In the material below, repeat only the lines from the one that holds "the countertop, indicate" through the final line, exactly as they stand.

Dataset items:
----

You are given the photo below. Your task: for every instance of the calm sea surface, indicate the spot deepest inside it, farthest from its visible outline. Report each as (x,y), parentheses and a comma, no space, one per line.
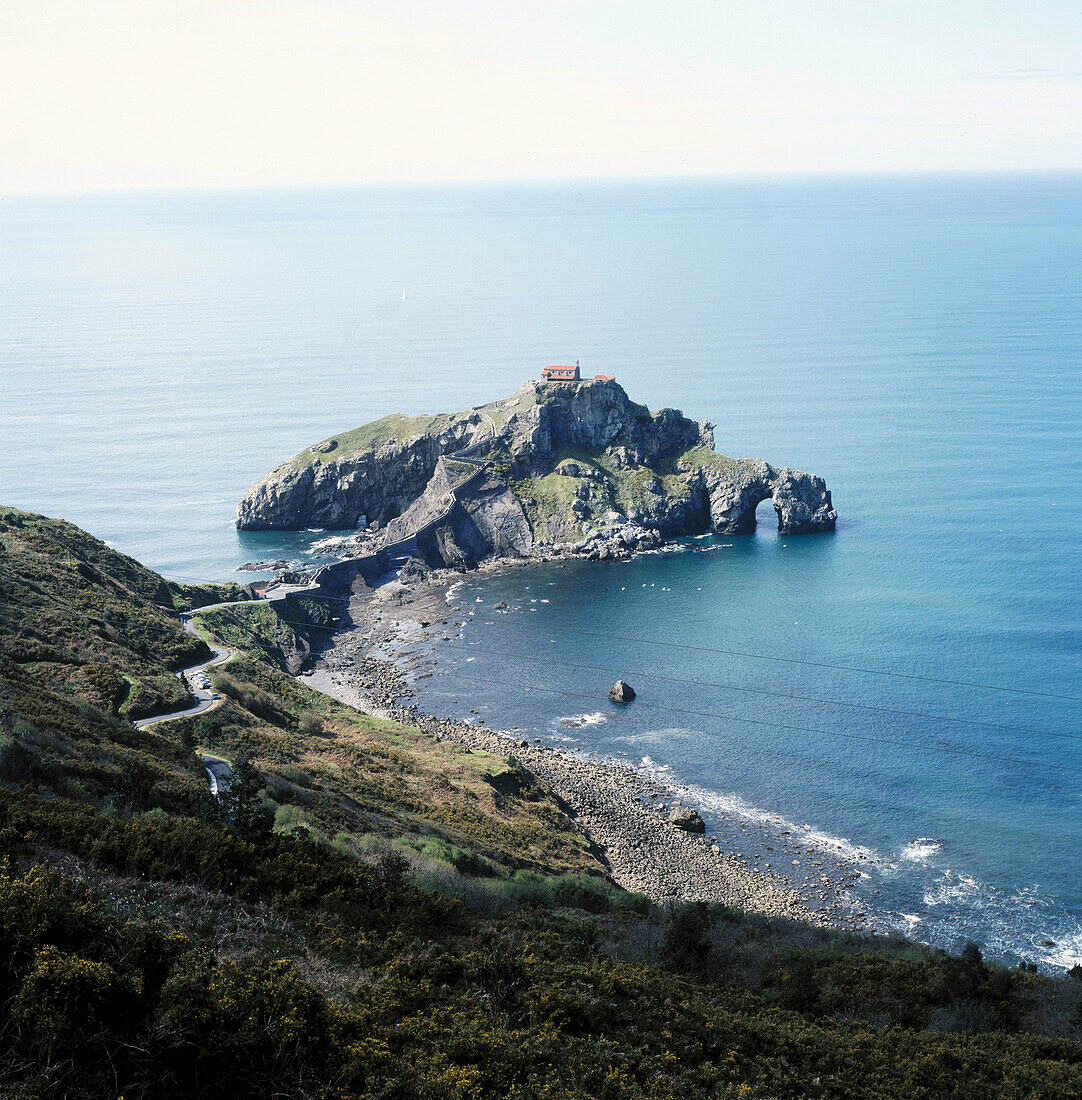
(914,677)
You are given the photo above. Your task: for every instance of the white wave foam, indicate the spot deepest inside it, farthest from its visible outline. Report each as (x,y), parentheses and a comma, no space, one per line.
(838,846)
(577,721)
(920,849)
(952,889)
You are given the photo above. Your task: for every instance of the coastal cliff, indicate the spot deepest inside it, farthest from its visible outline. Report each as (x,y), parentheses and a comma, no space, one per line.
(556,466)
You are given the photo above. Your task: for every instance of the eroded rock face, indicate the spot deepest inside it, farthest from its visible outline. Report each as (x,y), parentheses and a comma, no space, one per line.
(801,501)
(633,479)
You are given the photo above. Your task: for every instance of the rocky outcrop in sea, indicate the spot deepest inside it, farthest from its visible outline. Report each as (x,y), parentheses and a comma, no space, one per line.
(555,468)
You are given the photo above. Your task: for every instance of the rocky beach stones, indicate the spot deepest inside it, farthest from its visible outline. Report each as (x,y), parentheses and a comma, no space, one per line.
(687,820)
(621,692)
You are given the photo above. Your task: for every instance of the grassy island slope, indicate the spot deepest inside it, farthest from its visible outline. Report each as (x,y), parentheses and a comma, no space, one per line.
(552,465)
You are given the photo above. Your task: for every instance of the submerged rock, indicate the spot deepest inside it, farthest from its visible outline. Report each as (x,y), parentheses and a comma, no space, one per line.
(621,692)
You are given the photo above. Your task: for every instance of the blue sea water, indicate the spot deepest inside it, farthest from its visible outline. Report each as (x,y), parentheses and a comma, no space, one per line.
(915,675)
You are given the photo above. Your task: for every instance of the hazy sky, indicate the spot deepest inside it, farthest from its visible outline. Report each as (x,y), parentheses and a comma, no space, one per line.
(129,94)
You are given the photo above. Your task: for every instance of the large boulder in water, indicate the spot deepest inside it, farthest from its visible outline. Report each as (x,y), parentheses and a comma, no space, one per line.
(621,692)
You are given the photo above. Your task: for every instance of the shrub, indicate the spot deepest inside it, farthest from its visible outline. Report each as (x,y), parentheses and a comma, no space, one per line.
(68,1001)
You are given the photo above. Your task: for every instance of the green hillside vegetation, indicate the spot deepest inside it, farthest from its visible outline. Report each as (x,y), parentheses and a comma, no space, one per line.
(371,437)
(374,913)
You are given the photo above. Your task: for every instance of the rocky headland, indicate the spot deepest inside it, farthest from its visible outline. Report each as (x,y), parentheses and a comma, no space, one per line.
(573,468)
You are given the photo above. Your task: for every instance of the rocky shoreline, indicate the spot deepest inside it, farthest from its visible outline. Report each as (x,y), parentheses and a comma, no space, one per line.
(394,640)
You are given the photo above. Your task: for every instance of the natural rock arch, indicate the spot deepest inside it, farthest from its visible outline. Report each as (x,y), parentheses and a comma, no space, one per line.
(802,502)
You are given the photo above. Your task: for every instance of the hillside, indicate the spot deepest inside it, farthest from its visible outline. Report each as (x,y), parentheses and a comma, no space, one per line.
(372,912)
(573,465)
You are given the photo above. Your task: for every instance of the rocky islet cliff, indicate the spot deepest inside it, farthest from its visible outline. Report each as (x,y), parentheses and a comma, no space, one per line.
(555,466)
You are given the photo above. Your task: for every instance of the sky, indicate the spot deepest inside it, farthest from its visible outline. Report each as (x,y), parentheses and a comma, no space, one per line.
(151,94)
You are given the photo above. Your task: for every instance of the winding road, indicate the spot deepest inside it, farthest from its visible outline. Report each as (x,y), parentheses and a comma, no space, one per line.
(205,700)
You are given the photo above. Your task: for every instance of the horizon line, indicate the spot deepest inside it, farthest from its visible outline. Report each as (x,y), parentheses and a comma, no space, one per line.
(482,182)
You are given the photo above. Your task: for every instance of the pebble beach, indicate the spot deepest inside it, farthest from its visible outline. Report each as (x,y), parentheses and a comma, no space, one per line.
(392,642)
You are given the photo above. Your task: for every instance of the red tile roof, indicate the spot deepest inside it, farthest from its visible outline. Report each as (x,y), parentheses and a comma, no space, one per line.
(561,373)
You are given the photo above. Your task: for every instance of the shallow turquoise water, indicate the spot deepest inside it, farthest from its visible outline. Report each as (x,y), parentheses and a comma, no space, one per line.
(915,341)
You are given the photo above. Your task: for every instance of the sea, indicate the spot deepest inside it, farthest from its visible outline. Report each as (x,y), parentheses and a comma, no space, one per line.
(905,691)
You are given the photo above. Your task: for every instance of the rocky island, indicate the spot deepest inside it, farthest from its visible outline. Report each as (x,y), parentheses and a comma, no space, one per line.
(567,466)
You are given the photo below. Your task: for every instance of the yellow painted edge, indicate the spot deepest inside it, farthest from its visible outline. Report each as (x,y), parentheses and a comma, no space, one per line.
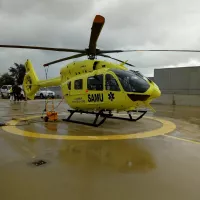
(185,140)
(167,127)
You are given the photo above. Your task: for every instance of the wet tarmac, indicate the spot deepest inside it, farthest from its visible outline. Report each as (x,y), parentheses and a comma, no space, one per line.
(159,167)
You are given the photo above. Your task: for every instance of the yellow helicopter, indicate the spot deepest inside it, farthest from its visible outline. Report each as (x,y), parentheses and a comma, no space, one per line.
(95,86)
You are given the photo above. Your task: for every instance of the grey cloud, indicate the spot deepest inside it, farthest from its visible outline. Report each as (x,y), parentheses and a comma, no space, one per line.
(147,24)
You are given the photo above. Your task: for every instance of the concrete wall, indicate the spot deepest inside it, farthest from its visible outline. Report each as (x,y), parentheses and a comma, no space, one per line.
(178,99)
(179,86)
(182,80)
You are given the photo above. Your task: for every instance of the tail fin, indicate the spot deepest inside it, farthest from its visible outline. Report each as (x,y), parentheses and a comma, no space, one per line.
(31,81)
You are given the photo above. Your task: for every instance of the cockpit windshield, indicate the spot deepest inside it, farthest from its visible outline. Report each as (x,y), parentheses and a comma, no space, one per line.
(131,81)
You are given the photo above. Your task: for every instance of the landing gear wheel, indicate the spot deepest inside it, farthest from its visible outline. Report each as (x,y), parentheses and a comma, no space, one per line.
(41,96)
(46,119)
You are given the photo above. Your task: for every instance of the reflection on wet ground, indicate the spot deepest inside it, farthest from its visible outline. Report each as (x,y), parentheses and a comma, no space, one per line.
(151,168)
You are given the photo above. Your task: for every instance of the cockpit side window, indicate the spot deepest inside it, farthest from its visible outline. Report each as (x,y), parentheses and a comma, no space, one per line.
(111,83)
(95,82)
(131,81)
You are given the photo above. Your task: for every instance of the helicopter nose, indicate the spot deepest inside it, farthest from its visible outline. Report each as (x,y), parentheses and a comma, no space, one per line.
(156,93)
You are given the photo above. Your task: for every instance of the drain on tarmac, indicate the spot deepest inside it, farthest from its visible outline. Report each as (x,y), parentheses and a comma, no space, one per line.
(39,162)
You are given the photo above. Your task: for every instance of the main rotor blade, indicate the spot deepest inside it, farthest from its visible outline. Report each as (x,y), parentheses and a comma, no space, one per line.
(43,48)
(95,32)
(63,59)
(116,59)
(120,51)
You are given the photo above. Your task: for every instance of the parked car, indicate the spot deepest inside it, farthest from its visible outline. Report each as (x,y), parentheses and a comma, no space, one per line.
(45,94)
(5,91)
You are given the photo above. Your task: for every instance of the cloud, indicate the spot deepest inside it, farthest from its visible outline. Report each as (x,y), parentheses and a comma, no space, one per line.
(147,24)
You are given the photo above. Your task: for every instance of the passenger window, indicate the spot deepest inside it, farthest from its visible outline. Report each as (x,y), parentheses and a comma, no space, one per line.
(111,83)
(95,82)
(78,84)
(69,85)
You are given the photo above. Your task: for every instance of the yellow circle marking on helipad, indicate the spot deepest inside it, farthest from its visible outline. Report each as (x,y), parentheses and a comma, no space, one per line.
(167,127)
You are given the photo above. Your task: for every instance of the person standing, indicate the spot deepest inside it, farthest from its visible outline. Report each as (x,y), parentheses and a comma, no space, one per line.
(14,89)
(11,94)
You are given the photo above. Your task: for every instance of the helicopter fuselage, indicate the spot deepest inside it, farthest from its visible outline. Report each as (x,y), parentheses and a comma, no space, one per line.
(97,85)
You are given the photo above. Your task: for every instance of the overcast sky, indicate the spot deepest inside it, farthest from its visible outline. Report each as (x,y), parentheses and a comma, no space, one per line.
(129,24)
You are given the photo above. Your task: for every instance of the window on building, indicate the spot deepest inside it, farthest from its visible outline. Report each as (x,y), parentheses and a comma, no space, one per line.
(78,84)
(111,83)
(95,82)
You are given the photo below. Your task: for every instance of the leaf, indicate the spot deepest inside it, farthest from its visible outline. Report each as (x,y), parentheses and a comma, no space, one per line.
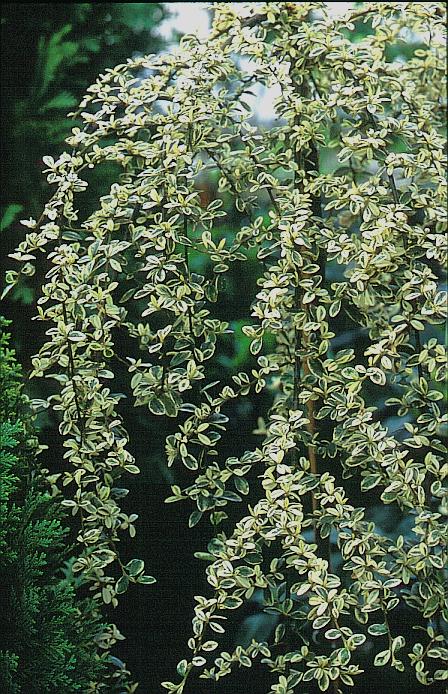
(9,215)
(382,658)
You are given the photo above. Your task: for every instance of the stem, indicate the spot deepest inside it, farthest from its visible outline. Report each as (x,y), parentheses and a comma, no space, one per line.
(71,374)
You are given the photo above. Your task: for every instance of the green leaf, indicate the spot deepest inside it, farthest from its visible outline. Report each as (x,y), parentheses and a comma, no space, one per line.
(9,215)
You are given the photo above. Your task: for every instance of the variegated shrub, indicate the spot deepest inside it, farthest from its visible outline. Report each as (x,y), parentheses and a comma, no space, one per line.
(342,201)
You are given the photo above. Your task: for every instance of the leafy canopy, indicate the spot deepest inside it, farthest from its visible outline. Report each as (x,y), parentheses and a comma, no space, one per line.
(360,242)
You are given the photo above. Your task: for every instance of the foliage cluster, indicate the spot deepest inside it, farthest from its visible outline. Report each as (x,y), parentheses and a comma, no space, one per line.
(52,640)
(362,244)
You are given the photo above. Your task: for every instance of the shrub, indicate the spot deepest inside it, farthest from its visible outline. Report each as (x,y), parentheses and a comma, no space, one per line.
(48,642)
(343,204)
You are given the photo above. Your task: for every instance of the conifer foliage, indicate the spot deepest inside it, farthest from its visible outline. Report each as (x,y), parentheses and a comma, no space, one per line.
(343,204)
(50,635)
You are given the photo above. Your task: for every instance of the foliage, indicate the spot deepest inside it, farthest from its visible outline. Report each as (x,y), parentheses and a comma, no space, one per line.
(360,245)
(66,43)
(50,635)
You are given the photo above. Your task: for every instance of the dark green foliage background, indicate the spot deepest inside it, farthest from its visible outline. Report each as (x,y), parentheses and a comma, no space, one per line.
(48,629)
(51,52)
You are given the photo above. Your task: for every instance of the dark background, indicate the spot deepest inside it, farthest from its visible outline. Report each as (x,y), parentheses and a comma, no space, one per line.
(50,53)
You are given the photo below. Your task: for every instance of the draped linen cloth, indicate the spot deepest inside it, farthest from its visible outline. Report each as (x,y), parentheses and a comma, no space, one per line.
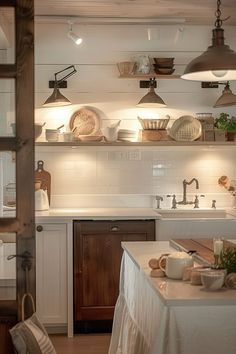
(145,324)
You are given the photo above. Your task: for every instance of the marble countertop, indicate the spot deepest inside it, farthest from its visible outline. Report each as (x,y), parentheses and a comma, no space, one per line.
(174,292)
(95,213)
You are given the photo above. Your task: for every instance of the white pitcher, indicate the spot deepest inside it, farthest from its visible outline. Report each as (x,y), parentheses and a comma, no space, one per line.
(111,132)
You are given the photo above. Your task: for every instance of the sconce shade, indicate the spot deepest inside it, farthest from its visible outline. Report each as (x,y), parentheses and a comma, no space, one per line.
(217,62)
(226,99)
(56,99)
(151,99)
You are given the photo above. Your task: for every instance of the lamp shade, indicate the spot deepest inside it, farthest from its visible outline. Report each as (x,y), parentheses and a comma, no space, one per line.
(56,99)
(218,62)
(151,99)
(226,99)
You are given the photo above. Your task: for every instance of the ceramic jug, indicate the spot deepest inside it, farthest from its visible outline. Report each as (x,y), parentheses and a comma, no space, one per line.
(176,264)
(41,200)
(111,132)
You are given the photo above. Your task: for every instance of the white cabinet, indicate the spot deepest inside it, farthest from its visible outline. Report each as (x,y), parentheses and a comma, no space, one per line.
(51,273)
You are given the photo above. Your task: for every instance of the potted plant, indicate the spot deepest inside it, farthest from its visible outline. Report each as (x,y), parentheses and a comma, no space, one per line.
(227,124)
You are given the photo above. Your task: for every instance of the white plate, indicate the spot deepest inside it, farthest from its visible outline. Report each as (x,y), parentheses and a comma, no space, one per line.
(85,122)
(185,128)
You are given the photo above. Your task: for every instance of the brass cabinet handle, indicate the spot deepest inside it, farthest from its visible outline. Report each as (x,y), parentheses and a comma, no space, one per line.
(115,228)
(39,228)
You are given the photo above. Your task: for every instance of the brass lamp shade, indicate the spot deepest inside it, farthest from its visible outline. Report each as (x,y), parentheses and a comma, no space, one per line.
(218,62)
(151,99)
(56,99)
(226,99)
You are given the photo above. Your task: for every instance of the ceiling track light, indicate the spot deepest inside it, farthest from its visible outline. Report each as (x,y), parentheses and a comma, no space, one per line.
(76,39)
(218,62)
(228,98)
(57,99)
(151,99)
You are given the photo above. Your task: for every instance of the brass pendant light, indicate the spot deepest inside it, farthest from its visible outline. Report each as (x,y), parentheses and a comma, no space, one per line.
(227,98)
(218,62)
(151,99)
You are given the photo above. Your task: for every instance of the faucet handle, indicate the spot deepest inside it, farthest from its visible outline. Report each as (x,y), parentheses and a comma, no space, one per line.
(174,201)
(159,199)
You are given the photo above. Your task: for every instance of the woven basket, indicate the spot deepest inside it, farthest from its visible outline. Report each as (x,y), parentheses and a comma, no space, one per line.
(154,124)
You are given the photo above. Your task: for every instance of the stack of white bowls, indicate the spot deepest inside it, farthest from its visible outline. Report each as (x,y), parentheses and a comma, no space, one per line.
(127,135)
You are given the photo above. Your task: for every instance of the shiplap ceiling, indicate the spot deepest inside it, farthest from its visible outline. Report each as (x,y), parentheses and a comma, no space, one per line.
(186,11)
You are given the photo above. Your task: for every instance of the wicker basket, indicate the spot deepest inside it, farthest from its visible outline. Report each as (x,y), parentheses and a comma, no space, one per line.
(154,124)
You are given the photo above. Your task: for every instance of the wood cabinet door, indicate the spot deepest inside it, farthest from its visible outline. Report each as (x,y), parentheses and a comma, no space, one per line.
(97,259)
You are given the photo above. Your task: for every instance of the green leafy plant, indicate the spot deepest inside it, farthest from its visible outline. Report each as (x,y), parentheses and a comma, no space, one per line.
(228,260)
(225,122)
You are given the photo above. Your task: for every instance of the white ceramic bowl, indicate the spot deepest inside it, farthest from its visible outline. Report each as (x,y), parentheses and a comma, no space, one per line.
(213,279)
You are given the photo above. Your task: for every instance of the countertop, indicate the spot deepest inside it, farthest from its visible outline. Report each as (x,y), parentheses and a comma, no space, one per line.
(95,213)
(174,292)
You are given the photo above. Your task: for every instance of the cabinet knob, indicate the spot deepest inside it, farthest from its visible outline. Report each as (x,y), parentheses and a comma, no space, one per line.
(39,228)
(115,228)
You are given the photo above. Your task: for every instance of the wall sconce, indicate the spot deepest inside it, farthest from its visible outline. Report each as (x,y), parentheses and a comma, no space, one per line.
(227,98)
(151,99)
(218,62)
(76,39)
(57,99)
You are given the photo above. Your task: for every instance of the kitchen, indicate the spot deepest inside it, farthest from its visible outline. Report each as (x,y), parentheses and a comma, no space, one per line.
(121,175)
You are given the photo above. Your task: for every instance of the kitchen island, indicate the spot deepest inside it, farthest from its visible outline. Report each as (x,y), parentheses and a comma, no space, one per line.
(164,316)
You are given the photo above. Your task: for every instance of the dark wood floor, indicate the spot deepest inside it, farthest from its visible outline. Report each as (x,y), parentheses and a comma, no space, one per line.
(82,344)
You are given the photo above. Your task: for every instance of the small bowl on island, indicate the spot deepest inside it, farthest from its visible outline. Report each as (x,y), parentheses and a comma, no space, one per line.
(213,279)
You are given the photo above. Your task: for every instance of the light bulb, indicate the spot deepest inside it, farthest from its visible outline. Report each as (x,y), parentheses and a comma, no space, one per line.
(219,73)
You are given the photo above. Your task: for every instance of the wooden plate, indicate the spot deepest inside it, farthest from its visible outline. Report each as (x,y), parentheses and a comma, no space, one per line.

----

# Complete response:
You are given the photo above. Your task: for every instance of the countertop, indicate the spot deepest inside it, farthest from its visible outline. Report each as (x,y), parentheses and a comma, no space, one per line.
(95,213)
(174,292)
You are given the photo above. Your task: for every instance of the cabinet knob, indicate the spot deepest inside it, farthest from its visible outline. Report each as (x,y), parentheses and a comma, no space, one per line.
(39,228)
(115,228)
You are given the photo above. Your task: for every instance of the wall sconce, indicate the spot deepest inside it, farthest from its visible outline. Report each as (x,y), parentheses and a comma, no space, one per line.
(227,98)
(151,99)
(218,62)
(76,39)
(57,99)
You are given the photo above. Your task: for every instance of the kitchen, indicate the spot deepest inside it, farthest from its visible outline. Report each as (x,y), parentheses and a comma, no space, one per line.
(121,175)
You are given the photo above. Your task: for every instance of the kitchen island, indicate the spot deepest inside it, farthest from its visible outline. Report each as (x,y), parentheses and a comma, no space, one per line.
(164,316)
You are given the photo above. Your task: for every instance of the dark wood floor, indicate the spot deepest inside it, farthest from its visible outline. Report each as (x,y), parentheses and a comma, no space, one per line.
(82,344)
You are given the photo above. Your task: for every instance of the small bowl on island, indicate the spot deepest inside it, farthest from its visible outline. Report each as (x,y), parentheses and a comma, no space, one per line.
(213,279)
You are given the photo above. Your task: for every instance of the light bulb, indicate the spot deepest inside it, farthest from its visible outline. Report each as (x,y), parentheses and a comma, no space, one per line.
(219,73)
You are given the photo above. Your task: for every instance of the wooden plate, indicate the spot deepest inside it, farthest from its visible outline. Report each as (x,y), parentheses and a comma, no space, one per line.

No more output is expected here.